**Selected text**
A genomics love story: Tying the knot between micro- and macroevolution in the Mycobacterium tuberculosis complex

Abstract

Tuberculosis (TB) is a leading cause of death globally. Understanding the population dynamics and evolution of TB’s causative agent Mycobacterium tuberculosis complex (MTBC) over short time-scales in-host (micro-evolution) and long time-scales between hosts (macro-evolution) is vital in understanding the efficacy of antibiotic treatment and in rational vaccine design. We investigate these evolutionary dynamics by analyzing more than 32,000 globally and genetically diverse MTBC genomes. In chapter 1 and 2, we make use of 614 paired longitudinally collected clinical MTBC isolates that underwent Whole-Genome Sequencing (WGS) representing 307 patients from eight studies to investigate genetic diversity in-host. We analyze isolates from the sputa of 200 patients to investigate MTBC diversity during the course of active TB disease after excluding 107 cases suspected of reinfection, mixed infection or contamination. We conclude that low abundance resistance variants can predict fixation at a later time point and identify significant in-host variation in antibiotic resistance genes, metabolic genes and genes known to modulate host innate immunity. In chapter 3, by analyzing 31,440 MTBC genomes, we set out to survey whether markers of resistance to certain antibiotics (isoniazid, amikacin, kanamycin, bedaquiline, clofazimine) may be affected by epistasis if they involve over-expression of a non-essential drug resistance gene. We surveyed our sample for instances in which the markers of resistance occur in a regulatory region and the (resistance-conferring) target has a loss-of-function (LoF) mutation that has emerged either before or after the introduction of antibiotics. We demonstrate several instances in which genotypic drug-susceptibility tests can result in major diagnostic errors when only the regulatory regions are probed and observe the first example of antibiotic reversion in the MTBC. In chapter 4, we leverage 31,428 MTBC genomes to characterize the genetic diversity present in the MTBC and mutational processes that give rise to this genetic variation. Further, we investigate regions of the genome that have been subject to positive selection by inferring the number of times each variant has arisen independently (parallel evolution) in our large dataset of sequenced isolates. We observe an extensive amount of parallel evolution for both single nucleotide and insertions/deletion variants. We find that phase variation is a major driver of adaption in MTBC.

**Point-per-instance localization data**
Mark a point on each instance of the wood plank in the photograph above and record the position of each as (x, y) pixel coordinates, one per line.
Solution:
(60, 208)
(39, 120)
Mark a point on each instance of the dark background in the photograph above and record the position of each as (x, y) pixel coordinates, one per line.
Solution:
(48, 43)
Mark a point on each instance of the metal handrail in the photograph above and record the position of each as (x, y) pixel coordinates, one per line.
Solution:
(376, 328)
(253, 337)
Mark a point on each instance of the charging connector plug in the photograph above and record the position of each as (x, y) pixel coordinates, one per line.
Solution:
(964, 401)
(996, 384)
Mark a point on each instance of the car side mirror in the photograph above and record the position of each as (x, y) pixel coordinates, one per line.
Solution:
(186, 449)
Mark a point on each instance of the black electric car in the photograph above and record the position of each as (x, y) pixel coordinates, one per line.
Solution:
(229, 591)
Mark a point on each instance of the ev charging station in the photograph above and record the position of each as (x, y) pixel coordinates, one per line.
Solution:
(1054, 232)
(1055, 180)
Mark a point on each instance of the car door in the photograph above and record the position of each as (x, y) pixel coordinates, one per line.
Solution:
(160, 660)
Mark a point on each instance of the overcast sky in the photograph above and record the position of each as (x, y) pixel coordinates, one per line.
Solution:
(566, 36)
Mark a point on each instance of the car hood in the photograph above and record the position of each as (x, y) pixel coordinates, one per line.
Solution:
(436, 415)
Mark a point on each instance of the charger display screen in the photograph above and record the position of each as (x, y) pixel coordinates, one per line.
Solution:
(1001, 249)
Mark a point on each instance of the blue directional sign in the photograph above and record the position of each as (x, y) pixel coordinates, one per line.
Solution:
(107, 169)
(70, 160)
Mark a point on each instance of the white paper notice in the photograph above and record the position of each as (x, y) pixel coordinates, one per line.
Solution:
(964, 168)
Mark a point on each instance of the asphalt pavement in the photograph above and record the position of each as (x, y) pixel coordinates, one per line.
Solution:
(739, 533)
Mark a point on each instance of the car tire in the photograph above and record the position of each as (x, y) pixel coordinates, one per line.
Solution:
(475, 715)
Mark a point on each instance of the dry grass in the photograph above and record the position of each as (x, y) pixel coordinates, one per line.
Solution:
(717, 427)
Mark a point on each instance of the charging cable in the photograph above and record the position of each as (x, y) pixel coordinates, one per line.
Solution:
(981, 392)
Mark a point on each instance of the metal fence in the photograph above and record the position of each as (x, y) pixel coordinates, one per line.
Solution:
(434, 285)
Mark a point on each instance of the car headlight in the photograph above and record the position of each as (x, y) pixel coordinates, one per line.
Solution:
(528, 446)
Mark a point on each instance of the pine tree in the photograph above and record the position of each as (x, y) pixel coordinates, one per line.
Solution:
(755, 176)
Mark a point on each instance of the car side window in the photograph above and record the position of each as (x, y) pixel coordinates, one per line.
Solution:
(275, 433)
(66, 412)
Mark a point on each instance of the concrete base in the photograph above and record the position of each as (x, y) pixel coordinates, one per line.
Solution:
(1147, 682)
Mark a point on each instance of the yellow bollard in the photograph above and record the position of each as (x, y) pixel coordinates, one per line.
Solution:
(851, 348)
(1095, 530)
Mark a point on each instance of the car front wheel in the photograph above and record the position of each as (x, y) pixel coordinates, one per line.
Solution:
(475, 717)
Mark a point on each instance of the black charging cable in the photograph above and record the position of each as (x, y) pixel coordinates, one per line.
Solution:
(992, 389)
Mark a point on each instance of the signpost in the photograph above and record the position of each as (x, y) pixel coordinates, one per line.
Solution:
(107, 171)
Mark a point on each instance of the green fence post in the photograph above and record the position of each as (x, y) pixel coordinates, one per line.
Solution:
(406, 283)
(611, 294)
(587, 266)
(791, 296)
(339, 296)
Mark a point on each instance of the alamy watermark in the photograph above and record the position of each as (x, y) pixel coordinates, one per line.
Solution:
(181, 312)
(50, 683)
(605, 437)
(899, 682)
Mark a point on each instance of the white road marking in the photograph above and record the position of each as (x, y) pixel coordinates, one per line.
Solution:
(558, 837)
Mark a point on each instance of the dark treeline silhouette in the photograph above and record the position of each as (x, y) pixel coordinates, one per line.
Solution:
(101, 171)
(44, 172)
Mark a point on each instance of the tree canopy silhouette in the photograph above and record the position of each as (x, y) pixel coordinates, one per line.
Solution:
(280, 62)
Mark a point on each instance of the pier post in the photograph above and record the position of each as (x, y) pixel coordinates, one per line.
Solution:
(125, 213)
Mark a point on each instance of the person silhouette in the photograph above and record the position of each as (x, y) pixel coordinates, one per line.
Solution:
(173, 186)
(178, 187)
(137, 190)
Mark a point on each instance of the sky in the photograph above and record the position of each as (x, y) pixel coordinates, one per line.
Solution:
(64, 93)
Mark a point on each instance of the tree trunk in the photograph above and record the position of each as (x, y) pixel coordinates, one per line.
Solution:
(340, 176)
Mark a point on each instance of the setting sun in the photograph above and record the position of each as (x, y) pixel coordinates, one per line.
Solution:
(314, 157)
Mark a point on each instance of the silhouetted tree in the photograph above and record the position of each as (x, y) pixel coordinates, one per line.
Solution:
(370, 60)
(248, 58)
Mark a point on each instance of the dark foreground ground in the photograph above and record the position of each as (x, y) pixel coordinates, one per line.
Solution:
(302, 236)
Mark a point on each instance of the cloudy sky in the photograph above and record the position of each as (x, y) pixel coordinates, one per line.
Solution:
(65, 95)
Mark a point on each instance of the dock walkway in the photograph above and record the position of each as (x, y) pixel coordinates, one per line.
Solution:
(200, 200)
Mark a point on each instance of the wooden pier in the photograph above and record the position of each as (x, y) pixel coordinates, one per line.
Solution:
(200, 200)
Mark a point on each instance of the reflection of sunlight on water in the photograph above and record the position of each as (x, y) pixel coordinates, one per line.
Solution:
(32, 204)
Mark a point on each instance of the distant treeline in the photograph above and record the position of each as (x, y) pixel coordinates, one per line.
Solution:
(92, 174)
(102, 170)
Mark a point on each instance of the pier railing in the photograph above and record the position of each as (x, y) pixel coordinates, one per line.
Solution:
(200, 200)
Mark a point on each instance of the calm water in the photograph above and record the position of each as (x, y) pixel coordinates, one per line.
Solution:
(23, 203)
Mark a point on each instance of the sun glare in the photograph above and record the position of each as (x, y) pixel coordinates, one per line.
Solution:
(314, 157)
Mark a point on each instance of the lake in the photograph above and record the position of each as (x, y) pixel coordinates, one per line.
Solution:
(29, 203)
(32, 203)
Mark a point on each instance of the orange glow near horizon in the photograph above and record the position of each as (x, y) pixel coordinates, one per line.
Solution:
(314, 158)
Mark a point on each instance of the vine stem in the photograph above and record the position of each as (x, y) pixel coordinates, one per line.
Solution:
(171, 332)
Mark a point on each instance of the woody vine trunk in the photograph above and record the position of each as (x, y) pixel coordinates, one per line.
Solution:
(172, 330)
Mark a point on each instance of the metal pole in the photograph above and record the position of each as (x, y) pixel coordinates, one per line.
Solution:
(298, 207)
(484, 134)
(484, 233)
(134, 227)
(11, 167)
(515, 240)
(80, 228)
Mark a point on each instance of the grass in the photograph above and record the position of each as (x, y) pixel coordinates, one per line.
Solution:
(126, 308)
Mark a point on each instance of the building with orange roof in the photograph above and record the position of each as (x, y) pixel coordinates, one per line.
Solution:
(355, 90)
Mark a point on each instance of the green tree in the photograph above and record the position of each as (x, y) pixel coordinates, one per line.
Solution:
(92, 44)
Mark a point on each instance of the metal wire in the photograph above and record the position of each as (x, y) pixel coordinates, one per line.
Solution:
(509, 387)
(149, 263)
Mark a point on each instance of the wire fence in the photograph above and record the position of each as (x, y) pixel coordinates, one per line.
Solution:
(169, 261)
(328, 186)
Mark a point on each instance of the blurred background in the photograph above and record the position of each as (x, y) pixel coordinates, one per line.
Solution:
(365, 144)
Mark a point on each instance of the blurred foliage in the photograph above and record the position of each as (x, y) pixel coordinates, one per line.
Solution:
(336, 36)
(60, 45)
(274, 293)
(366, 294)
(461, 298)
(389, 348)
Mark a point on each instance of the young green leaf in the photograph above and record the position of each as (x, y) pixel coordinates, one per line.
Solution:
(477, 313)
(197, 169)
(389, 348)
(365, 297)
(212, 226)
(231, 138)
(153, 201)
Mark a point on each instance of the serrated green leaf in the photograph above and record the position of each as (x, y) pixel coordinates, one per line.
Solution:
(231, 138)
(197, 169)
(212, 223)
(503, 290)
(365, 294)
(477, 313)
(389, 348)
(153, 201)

**Goal of the exercise**
According to the tuberculosis genomics abstract, what is a major driver of adaptation in the MTBC?

**Solution below**
Phase variation